> **ESTRATTO DELLA PAGINA**

******

Distretto toscano del cuoio,
il lato oscuro: “Dipendenti in nero, precarietà raddoppiata e rischi per la
salute”
Il rapporto realizzato dal Centro nuovo modello di
sviluppo e dalla campagna Abiti puliti rivela che "sono violati i diritti
dei lavoratori". Nel corso delle ispezioni sono state riscontrate
irregolarità per il 21% degli addetti. Il 19% delle malattie professionali sono
tumori
Un lavoro sempre più precario, spesso in nero,
rischioso per la salute. E’ quello che svolgono gli addetti del distretto
industriale di Santa Croce sull’Arno, tra le province di Pisa e
Firenze, ribattezzato la “Repubblica del cuoio”. A scattare la fotografia è
il rapporto “Una dura storia di cuoio“, realizzato dal Centro nuovo
modello di sviluppo e dalla campagna Abiti puliti.
La ricerca fa
luce sulle condizioni di lavoro in una zona che rappresenta uno dei fiori
all’occhiello del nostro Paese: con 240 concerie, oltre 500 laboratori
terzisti e 12.700 addetti, il distretto contribuisce al 70% di
tutto il cuoio per suole prodotto in Europa e al 98% di quello italiano.
E bisogna tener presente che la Penisola genera il 17% del valore della
produzione mondiale di pelli finite, pari a 5,25 miliardi di euro. Nel
dettaglio, il distretto di Santa Croce comprende i comuni di Bientina,
Castelfranco di Sotto, Montopoli Valdarno, Santa Croce sull’Arno, Santa
Maria a Monte, San Miniato e Fucecchio. Qui la maggior parte delle
aziende è di piccole dimensioni, con una media 11 lavoratori per impresa.

******

> **IL PROBLEMA**
In base all'articolo sul distretto toscano del cuoio, rispondi per favore a quanto segue.
(a) Quante concerie conta il distretto?
(b) Per quale percentuale degli addetti le ispezioni hanno riscontrato irregolarità?
(c) Quanti lavoratori ha in media ogni impresa del distretto?

> **DATI FORNITI**

******

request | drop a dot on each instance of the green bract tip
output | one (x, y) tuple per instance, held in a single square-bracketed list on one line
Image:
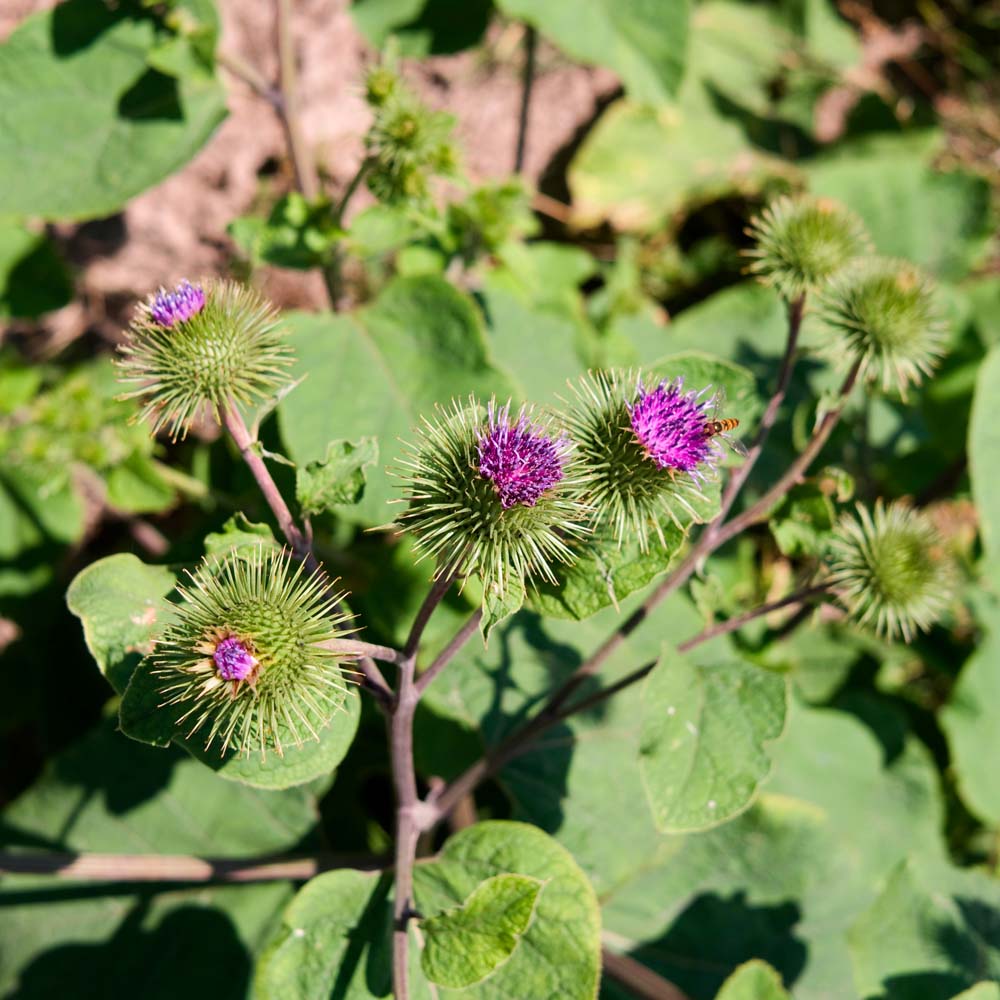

******

> **RISPOSTA ATTESA**
(a) 240
(b) 21%
(c) 11